(Natural language region descriptions)
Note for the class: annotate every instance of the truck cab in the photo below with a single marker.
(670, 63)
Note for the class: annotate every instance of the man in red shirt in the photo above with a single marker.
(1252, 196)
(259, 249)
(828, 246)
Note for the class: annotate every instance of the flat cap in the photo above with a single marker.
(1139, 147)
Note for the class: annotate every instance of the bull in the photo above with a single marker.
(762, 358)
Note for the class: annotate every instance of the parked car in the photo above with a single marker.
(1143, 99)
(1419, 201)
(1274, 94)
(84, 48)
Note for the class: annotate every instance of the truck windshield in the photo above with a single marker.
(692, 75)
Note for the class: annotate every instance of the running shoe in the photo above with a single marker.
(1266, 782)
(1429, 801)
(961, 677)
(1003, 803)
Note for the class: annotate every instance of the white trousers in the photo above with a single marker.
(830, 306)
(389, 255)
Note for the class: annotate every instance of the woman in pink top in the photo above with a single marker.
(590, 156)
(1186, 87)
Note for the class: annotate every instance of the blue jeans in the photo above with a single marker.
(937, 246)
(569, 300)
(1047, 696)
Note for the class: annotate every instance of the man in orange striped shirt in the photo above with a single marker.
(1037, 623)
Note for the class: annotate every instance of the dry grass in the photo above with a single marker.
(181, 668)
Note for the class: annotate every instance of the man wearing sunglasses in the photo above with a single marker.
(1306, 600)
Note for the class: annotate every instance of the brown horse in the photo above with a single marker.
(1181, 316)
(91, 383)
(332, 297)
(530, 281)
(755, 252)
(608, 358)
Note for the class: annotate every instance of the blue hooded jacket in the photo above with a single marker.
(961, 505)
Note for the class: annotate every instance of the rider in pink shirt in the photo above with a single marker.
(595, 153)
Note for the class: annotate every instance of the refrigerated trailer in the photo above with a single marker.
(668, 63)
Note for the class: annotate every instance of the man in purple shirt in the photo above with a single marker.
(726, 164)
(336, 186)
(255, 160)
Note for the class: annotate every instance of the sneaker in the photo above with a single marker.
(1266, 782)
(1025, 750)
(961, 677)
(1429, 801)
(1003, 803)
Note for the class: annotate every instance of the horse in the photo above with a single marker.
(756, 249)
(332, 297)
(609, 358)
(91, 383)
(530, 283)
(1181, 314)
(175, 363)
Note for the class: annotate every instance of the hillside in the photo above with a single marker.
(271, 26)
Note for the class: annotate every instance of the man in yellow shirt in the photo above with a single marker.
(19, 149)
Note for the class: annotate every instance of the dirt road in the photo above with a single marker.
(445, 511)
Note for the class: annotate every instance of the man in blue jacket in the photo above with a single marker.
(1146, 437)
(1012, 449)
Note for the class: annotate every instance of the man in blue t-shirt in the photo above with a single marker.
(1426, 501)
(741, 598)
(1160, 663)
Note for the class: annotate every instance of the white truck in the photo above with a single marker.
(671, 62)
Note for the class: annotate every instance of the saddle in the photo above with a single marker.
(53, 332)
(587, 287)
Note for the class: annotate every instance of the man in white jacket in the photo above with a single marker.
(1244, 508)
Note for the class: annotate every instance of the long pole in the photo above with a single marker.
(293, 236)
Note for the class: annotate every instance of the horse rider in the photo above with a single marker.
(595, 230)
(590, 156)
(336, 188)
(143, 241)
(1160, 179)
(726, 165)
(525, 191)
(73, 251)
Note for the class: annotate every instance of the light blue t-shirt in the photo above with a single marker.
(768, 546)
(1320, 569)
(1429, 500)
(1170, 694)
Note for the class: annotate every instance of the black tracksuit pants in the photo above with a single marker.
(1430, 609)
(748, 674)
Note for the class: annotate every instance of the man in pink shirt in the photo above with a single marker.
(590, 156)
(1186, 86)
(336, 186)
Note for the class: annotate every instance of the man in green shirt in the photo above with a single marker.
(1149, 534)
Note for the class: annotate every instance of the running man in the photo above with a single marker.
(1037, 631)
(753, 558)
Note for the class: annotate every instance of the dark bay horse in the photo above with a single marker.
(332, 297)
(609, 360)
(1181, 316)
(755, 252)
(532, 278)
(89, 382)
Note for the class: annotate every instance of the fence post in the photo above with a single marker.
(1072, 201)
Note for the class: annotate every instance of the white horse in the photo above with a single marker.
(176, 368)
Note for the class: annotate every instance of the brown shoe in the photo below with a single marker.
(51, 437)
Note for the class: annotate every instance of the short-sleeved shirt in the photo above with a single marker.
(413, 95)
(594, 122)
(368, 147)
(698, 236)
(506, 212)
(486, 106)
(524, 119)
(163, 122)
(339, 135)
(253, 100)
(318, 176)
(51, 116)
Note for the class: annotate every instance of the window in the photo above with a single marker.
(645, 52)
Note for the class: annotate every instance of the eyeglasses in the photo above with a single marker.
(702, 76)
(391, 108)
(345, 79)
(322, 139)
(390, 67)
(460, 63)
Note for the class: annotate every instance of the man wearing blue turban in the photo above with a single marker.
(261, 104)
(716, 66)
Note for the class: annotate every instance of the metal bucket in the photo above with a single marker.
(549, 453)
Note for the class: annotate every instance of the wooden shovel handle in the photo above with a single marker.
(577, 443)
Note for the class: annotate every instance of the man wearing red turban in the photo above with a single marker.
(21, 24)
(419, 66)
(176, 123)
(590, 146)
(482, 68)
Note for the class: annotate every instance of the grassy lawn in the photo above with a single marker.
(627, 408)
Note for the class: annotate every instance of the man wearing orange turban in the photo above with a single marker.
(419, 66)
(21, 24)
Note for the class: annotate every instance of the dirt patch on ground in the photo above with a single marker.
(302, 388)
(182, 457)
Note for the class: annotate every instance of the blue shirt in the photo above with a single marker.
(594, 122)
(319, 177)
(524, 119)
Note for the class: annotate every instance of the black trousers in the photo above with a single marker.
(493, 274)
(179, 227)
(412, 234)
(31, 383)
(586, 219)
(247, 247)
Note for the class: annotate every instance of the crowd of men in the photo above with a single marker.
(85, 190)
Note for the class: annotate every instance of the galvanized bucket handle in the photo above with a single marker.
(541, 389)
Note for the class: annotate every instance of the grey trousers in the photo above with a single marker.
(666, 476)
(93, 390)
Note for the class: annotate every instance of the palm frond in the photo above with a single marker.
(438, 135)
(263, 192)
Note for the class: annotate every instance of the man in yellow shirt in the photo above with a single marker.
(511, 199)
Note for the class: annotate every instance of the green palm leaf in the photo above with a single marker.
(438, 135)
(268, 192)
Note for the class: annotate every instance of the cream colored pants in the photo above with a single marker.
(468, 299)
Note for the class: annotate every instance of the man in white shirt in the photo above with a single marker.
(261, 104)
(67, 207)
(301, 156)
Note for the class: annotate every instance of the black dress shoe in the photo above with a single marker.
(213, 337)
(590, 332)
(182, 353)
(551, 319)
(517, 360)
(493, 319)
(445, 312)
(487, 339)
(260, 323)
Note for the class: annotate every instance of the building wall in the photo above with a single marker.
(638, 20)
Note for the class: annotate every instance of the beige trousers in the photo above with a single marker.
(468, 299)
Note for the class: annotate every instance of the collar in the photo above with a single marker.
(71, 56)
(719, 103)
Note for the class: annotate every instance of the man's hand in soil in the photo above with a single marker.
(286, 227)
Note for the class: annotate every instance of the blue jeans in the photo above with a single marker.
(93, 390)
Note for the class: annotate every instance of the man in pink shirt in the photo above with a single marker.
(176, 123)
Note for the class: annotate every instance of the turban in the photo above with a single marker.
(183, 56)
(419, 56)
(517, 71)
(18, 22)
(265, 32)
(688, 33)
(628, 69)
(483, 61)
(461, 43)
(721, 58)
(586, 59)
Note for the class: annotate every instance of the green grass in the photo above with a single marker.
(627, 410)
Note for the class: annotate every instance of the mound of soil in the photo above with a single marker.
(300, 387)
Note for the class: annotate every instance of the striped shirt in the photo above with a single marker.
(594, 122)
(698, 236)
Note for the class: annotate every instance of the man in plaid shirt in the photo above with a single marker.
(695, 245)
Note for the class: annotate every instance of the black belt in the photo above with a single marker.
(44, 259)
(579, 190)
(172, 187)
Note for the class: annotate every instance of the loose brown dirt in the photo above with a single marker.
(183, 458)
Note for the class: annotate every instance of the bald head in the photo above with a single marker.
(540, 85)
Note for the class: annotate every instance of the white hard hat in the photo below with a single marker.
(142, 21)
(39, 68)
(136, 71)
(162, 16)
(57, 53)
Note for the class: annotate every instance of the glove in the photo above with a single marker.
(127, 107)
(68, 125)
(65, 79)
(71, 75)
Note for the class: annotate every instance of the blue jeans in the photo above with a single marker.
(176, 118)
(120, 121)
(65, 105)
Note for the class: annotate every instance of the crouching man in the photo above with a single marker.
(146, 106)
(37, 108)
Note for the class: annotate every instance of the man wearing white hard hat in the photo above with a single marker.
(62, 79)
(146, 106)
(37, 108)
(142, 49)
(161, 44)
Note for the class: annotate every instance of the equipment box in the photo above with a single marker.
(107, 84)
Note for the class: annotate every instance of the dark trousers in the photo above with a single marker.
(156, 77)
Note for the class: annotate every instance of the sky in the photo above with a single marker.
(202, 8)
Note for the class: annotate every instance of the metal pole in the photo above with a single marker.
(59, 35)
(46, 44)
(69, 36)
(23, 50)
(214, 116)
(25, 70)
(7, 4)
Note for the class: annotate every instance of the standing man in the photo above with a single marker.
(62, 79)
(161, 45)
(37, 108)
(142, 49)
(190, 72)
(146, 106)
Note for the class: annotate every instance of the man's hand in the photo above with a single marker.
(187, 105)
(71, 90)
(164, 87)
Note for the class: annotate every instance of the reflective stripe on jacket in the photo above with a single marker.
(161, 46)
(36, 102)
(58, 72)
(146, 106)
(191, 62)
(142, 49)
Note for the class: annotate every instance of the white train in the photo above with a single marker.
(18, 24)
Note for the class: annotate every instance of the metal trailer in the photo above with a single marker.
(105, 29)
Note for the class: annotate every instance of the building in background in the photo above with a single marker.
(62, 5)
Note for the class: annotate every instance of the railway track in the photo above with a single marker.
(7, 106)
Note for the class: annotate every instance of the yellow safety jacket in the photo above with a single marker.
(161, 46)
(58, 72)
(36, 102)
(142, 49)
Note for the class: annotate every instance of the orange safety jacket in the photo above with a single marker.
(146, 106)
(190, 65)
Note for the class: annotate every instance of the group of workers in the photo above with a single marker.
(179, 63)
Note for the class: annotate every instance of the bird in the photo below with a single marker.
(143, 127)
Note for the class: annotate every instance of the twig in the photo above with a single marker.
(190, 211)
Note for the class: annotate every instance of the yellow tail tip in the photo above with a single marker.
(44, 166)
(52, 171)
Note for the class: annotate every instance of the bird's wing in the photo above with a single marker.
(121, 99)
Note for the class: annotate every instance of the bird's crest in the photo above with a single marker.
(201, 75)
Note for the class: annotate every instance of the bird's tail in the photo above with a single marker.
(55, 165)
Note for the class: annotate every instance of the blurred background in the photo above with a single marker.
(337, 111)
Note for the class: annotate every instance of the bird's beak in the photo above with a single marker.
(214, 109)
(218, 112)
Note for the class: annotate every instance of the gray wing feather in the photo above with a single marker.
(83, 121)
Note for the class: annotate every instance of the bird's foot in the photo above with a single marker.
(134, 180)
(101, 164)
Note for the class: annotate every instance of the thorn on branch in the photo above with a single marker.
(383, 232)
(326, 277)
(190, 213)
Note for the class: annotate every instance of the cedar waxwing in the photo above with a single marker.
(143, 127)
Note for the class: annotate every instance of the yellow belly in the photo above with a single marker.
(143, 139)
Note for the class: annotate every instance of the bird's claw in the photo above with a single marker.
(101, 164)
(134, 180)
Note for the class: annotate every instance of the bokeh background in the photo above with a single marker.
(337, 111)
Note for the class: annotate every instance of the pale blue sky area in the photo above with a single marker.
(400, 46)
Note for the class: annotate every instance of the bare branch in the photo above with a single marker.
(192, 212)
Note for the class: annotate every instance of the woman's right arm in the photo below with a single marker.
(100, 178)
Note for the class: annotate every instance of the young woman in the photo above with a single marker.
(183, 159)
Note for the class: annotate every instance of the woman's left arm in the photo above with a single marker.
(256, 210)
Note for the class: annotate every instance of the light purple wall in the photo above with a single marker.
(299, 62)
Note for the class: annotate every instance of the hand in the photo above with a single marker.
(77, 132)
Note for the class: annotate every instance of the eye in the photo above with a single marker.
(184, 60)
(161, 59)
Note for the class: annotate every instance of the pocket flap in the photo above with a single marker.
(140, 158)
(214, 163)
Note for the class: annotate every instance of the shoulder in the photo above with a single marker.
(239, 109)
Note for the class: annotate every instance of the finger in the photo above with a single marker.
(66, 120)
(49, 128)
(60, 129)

— Exercise —
Reproduce the records above exactly, starting with the line that contains "Note for the class: annotate every instance of the finger" and ending with the last line.

— Task output —
Note for the class: annotate every instance of the finger in the photo above with a single marker.
(66, 120)
(49, 128)
(60, 129)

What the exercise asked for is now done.